Write out the listing word for word, from its first line through the line containing "M46 179L46 175L44", with both of those lines included.
Begin
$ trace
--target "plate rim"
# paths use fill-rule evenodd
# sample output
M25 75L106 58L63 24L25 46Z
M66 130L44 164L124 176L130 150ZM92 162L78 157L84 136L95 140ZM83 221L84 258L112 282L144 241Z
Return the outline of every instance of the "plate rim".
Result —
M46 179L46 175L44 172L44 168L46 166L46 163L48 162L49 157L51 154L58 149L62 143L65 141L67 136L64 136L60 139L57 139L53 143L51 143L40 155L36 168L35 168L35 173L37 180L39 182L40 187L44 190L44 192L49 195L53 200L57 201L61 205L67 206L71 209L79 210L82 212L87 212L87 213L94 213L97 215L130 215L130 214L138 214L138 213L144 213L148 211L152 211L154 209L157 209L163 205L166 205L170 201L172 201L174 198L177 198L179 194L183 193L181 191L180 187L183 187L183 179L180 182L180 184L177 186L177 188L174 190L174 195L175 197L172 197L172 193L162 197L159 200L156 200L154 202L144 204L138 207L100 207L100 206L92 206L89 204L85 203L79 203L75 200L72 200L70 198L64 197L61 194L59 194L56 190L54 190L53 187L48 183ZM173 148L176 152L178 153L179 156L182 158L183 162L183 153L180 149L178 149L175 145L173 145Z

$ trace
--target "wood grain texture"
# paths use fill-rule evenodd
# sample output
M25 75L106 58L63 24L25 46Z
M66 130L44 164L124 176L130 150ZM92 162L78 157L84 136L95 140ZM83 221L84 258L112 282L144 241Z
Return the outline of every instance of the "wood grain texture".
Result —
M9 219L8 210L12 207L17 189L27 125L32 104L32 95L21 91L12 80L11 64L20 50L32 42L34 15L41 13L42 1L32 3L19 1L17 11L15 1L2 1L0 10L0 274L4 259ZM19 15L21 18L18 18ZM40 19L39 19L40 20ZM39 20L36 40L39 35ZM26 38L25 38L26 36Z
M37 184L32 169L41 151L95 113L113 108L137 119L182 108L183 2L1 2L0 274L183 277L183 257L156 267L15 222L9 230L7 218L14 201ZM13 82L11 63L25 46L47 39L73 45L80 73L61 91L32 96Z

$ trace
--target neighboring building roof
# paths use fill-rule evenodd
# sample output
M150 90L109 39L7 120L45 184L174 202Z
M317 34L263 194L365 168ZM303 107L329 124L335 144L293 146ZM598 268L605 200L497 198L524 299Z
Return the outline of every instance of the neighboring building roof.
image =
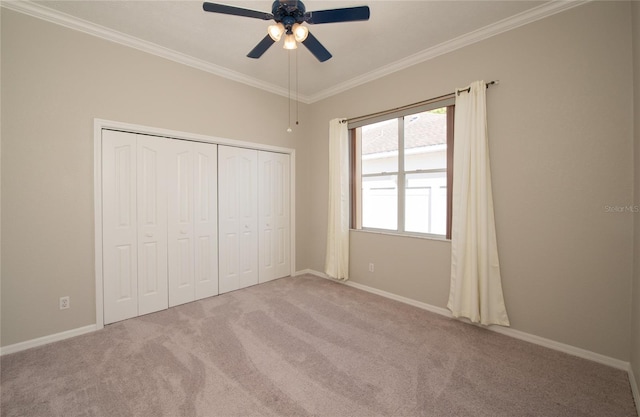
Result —
M362 127L362 154L398 150L397 119ZM405 116L405 149L447 143L447 115L424 112Z

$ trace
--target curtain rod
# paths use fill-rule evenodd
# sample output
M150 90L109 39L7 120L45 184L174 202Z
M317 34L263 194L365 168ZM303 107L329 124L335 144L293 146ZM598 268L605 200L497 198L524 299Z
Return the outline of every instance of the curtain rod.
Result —
M498 85L498 84L500 84L500 80L489 81L485 85L487 86L487 88L489 88L490 85ZM389 110L383 110L383 111L379 111L379 112L376 112L376 113L366 114L364 116L352 117L350 119L342 119L342 120L340 120L340 123L353 123L353 122L356 122L356 121L369 119L369 118L372 118L372 117L384 116L385 114L391 114L391 113L395 113L397 111L408 110L408 109L411 109L411 108L414 108L414 107L422 106L422 105L433 103L433 102L436 102L436 101L453 98L456 95L460 95L460 93L462 93L462 92L467 92L468 93L469 91L471 91L471 87L465 88L465 89L462 89L462 90L456 90L453 93L445 94L445 95L439 96L439 97L430 98L428 100L419 101L417 103L407 104L406 106L400 106L400 107L396 107L396 108L389 109Z

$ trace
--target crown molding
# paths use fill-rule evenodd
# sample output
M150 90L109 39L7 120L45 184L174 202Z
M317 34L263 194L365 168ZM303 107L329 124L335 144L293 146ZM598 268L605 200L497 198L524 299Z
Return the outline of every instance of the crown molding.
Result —
M549 1L548 3L544 3L538 7L534 7L533 9L508 17L506 19L500 20L496 23L482 27L473 32L469 32L464 35L458 36L457 38L442 42L436 46L425 49L416 54L410 55L407 58L393 62L389 65L385 65L383 67L370 71L366 74L352 78L343 83L336 84L331 88L328 88L326 90L320 91L317 94L313 94L309 96L308 97L309 102L314 103L316 101L323 100L325 98L350 90L359 85L366 84L368 82L377 80L378 78L382 78L384 76L393 74L394 72L398 72L400 70L409 68L413 65L420 64L422 62L436 58L440 55L453 52L457 49L472 45L474 43L480 42L492 36L496 36L501 33L508 32L520 26L524 26L529 23L533 23L537 20L541 20L546 17L552 16L554 14L564 12L565 10L583 5L590 1L593 1L593 0Z
M257 78L249 77L237 71L232 71L228 68L221 67L211 62L194 58L192 56L174 51L169 48L165 48L155 43L138 39L122 32L97 25L87 20L59 12L57 10L37 3L33 3L29 0L0 0L0 6L9 10L13 10L15 12L23 13L31 17L54 23L56 25L64 26L69 29L77 30L88 35L96 36L107 41L115 42L120 45L128 46L142 52L159 56L161 58L165 58L179 64L187 65L189 67L215 74L222 78L249 85L251 87L256 87L273 94L277 94L283 97L289 96L289 91L286 88L277 86L275 84L266 83ZM302 95L299 95L298 98L301 102L306 102L306 100L308 100L306 96Z
M305 104L312 104L328 97L342 93L354 87L374 81L378 78L390 75L394 72L401 71L413 65L428 61L440 55L453 52L457 49L480 42L495 35L508 32L520 26L527 25L537 20L544 19L557 13L564 12L571 8L581 6L593 0L552 0L538 7L500 20L491 25L485 26L473 32L466 33L457 38L443 42L431 48L420 51L407 58L393 62L389 65L382 66L366 74L352 78L345 82L336 84L331 88L322 90L313 95L298 95L298 101ZM162 47L152 42L147 42L133 36L126 35L113 29L109 29L95 23L59 12L57 10L33 3L29 0L0 0L0 5L9 10L27 14L38 19L61 25L70 29L74 29L86 34L96 36L111 42L115 42L124 46L138 49L140 51L156 55L183 65L187 65L219 77L223 77L232 81L236 81L251 87L259 88L267 92L277 94L283 97L289 96L286 88L275 84L266 83L257 78L249 77L237 71L215 65L192 56L176 52L174 50Z

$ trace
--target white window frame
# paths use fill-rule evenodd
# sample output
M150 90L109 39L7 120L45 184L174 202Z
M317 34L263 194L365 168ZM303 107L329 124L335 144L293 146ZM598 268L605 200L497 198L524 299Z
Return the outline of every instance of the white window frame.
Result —
M353 180L353 204L352 207L352 227L356 230L363 231L371 231L376 233L383 234L396 234L396 235L407 235L407 236L417 236L417 237L426 237L433 239L447 239L446 231L445 234L434 234L434 233L421 233L421 232L411 232L405 230L405 200L406 200L406 178L407 174L416 174L416 173L435 173L435 172L444 172L447 175L447 171L452 167L447 166L445 169L418 169L412 171L405 171L405 149L404 149L404 117L410 116L416 113L422 113L430 110L439 109L442 107L454 106L455 98L445 98L442 100L434 100L428 102L426 104L422 104L420 106L403 108L398 111L386 112L383 115L378 115L370 118L362 118L358 119L356 122L349 122L348 128L352 132L351 140L354 141L352 150L354 151L354 155L352 155L352 180ZM362 174L362 132L361 127L391 120L398 119L398 170L395 172L384 172L384 173L374 173L374 174ZM447 126L449 128L449 126ZM362 180L366 177L376 177L381 175L395 175L397 177L397 225L396 229L380 229L380 228L372 228L372 227L363 227L362 218L363 218L363 205L362 205ZM447 175L447 178L449 176ZM451 184L448 184L447 187L450 187ZM450 210L447 208L447 212ZM449 214L447 214L448 216ZM450 221L450 219L447 219Z

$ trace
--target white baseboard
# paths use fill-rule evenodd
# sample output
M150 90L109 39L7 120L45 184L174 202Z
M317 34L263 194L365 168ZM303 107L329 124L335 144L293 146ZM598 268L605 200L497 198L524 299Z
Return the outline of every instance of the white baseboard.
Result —
M71 337L80 336L86 333L91 333L96 331L97 327L95 324L90 324L88 326L79 327L77 329L71 329L64 332L51 334L48 336L38 337L36 339L27 340L20 343L15 343L13 345L8 345L0 348L0 356L8 355L10 353L20 352L22 350L31 349L34 347L47 345L53 342L59 342L64 339L69 339Z
M302 275L302 274L311 274L311 275L315 275L321 278L327 278L327 279L331 279L329 276L327 276L326 274L323 274L322 272L318 272L318 271L313 271L310 269L306 269L303 271L299 271L296 273L296 275ZM336 281L331 279L334 282L340 283L340 284L344 284L344 285L348 285L350 287L354 287L354 288L358 288L360 290L363 291L367 291L370 292L372 294L377 294L380 295L382 297L385 298L390 298L392 300L396 300L396 301L400 301L402 303L405 304L409 304L412 305L414 307L418 307L421 308L423 310L427 310L430 311L432 313L436 313L436 314L440 314L442 316L445 317L449 317L449 318L453 318L453 316L451 315L451 312L446 309L446 308L442 308L442 307L437 307L437 306L433 306L431 304L427 304L427 303L423 303L421 301L416 301L416 300L412 300L410 298L407 297L403 297L397 294L392 294L390 292L387 291L383 291L383 290L379 290L377 288L372 288L369 287L367 285L363 285L363 284L358 284L357 282L351 282L351 281ZM472 324L472 323L469 323ZM533 343L536 345L540 345L540 346L544 346L553 350L557 350L560 352L564 352L564 353L568 353L569 355L573 355L573 356L577 356L583 359L588 359L588 360L592 360L594 362L598 362L601 363L603 365L607 365L607 366L611 366L613 368L617 368L617 369L622 369L624 371L629 371L630 370L630 364L629 362L625 362L622 361L620 359L615 359L615 358L611 358L609 356L605 356L605 355L601 355L599 353L595 353L595 352L591 352L589 350L586 349L581 349L575 346L571 346L571 345L567 345L564 343L560 343L557 342L555 340L551 340L551 339L546 339L544 337L540 337L540 336L536 336L530 333L525 333L522 332L520 330L515 330L509 327L502 327L502 326L482 326L485 329L494 331L496 333L500 333L500 334L504 334L506 336L510 336L516 339L520 339L520 340L524 340L525 342L529 342L529 343ZM640 404L640 403L637 403Z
End
** EXERCISE OUTPUT **
$ trace
--target "plate rim"
# paths use fill-rule evenodd
# sample output
M25 75L106 58L63 24L25 46Z
M66 130L44 164L124 176L130 150ZM92 162L78 157L84 136L95 140ZM83 221L84 258L112 282L144 241Z
Return the outline of every instance of the "plate rim".
Result —
M46 179L46 175L44 172L44 168L46 166L46 163L48 162L49 157L51 154L58 149L62 143L65 141L67 136L64 136L60 139L57 139L53 143L51 143L40 155L36 168L35 168L35 173L37 180L39 182L40 187L44 190L44 192L49 195L53 200L57 201L61 205L67 206L71 209L79 210L82 212L87 212L87 213L94 213L97 215L130 215L130 214L138 214L138 213L144 213L148 211L152 211L154 209L157 209L163 205L166 205L170 201L172 201L174 198L177 198L179 194L183 193L181 191L180 187L183 187L183 179L180 182L180 184L177 186L177 188L174 190L174 195L175 197L172 197L172 193L162 197L159 200L156 200L154 202L144 204L138 207L100 207L100 206L92 206L89 204L85 203L79 203L75 200L72 200L70 198L64 197L61 194L59 194L56 190L54 190L53 187L48 183ZM173 148L176 152L178 153L179 156L182 158L183 162L183 153L180 149L178 149L175 145L173 145Z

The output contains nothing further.